→ What is expected:
The line that holds "rule | center" marks the start. Return it and each following line through the end of the data, unchanged.

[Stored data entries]
Segment Open

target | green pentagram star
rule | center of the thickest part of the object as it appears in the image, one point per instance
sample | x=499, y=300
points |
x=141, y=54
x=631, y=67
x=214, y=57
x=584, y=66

Segment Closed

→ Expected output:
rule | center of the thickest part of the object as it appears in the image, one point per instance
sample | x=499, y=300
points |
x=141, y=54
x=631, y=67
x=214, y=57
x=584, y=66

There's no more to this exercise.